**What you will do:**
Scale every coordinate in the answers by 1.85, rounding each result to a whole number with halves rounded up. Rewrite only the lines from the one containing "Objective — a point for each instance of the telescope dew" through the final line of the collected data entries, inclusive, and keep the requests.

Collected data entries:
----------

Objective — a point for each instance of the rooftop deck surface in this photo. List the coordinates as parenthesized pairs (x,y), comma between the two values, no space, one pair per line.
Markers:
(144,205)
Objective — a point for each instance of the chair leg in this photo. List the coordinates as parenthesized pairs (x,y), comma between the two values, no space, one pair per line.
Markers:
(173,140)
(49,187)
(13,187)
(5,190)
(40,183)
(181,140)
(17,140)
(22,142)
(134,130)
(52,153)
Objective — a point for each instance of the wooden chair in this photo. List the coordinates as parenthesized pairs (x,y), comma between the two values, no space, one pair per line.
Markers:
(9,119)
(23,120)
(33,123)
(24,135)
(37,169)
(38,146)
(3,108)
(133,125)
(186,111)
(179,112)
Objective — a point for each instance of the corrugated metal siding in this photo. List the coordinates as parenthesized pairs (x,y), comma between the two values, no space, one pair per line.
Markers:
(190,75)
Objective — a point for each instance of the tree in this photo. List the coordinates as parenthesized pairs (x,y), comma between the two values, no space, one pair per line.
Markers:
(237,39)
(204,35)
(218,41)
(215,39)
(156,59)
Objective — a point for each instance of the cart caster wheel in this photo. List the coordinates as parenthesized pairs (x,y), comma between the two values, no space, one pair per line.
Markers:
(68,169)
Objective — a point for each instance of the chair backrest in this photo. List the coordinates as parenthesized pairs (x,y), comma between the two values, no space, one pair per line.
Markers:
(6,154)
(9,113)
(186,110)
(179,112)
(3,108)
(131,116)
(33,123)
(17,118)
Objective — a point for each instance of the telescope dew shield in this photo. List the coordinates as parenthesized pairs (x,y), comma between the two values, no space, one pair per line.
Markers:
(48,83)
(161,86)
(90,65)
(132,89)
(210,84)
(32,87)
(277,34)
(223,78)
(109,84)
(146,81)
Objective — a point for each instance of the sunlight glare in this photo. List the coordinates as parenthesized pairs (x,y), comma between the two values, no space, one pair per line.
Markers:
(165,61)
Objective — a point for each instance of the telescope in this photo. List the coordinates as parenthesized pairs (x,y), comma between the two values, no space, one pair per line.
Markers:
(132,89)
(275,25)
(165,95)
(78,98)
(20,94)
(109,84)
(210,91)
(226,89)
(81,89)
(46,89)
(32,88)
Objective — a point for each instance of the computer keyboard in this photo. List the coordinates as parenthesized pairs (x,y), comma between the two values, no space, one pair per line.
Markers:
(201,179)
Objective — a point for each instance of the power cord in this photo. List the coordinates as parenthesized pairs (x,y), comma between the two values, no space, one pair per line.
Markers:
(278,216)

----------

**Written answer:**
Objective — a point for each instance of the telescope dew shield in this photo. List the coordinates as parenthesized pairs (x,y), comma between the two values, no space, one pair per line.
Markers:
(89,154)
(298,159)
(167,120)
(244,165)
(389,155)
(59,161)
(512,63)
(413,144)
(202,155)
(270,150)
Objective — a point for each instance of the sunlight glare in this photo. List the coordinates as parenthesized pairs (x,y), comma between the two values, no space, one pair per line.
Markers:
(305,113)
Objective — a point for each instance of the telescope in this photo. List the coordinates as parenthesized pairs (x,y), comma between the two values, no space, one pair per line.
Markers:
(244,165)
(509,46)
(305,176)
(144,181)
(37,174)
(202,155)
(389,168)
(418,165)
(150,165)
(85,165)
(59,163)
Objective — a point for each instance of the computer keyboard in this photo. List the coordinates as parenthesized pairs (x,y), comma between the two values, no space, one pair per line.
Markers:
(372,331)
Objective — a point for each instance of the power cord in this photo. List the coordinates as parenthesized pairs (x,y), comma between the two values, no space, one pair per line.
Markers:
(514,400)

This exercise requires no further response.